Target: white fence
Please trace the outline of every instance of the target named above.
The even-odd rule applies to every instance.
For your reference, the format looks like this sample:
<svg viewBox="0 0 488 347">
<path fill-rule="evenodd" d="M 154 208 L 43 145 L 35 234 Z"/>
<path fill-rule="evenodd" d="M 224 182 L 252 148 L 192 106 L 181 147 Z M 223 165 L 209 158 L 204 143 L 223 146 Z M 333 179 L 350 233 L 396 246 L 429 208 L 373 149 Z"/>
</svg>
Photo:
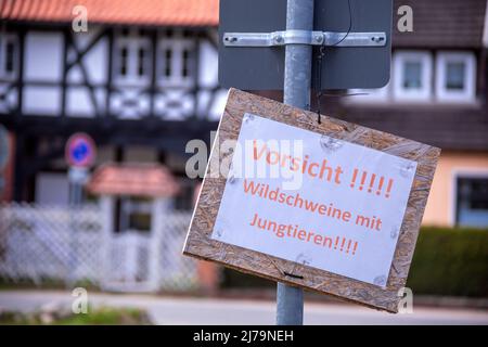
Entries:
<svg viewBox="0 0 488 347">
<path fill-rule="evenodd" d="M 98 205 L 1 205 L 0 278 L 89 281 L 112 291 L 192 290 L 198 285 L 196 262 L 181 255 L 190 218 L 171 211 L 155 232 L 107 235 Z"/>
</svg>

==============================

Format the material above as a JSON array of strings, with one string for each line and no blank lines. Leave the picture out.

[
  "Target: white fence",
  "Please trace the outline of every instance of the target named above.",
  "The even-odd rule applies to every instance.",
  "For your reference, the format looks like this sample:",
  "<svg viewBox=\"0 0 488 347\">",
  "<path fill-rule=\"evenodd\" d=\"M 154 208 L 43 145 L 35 234 Z\"/>",
  "<path fill-rule=\"evenodd\" d=\"M 224 182 L 252 148 L 192 106 L 181 147 Z M 223 165 L 209 158 L 204 143 L 223 146 Z M 333 179 L 350 233 L 396 246 L 429 208 L 373 149 Z\"/>",
  "</svg>",
  "Photo:",
  "Entries:",
  "<svg viewBox=\"0 0 488 347\">",
  "<path fill-rule=\"evenodd\" d=\"M 98 205 L 1 205 L 0 278 L 89 281 L 112 291 L 192 290 L 198 285 L 196 262 L 181 255 L 190 218 L 171 211 L 155 232 L 107 235 Z\"/>",
  "</svg>"
]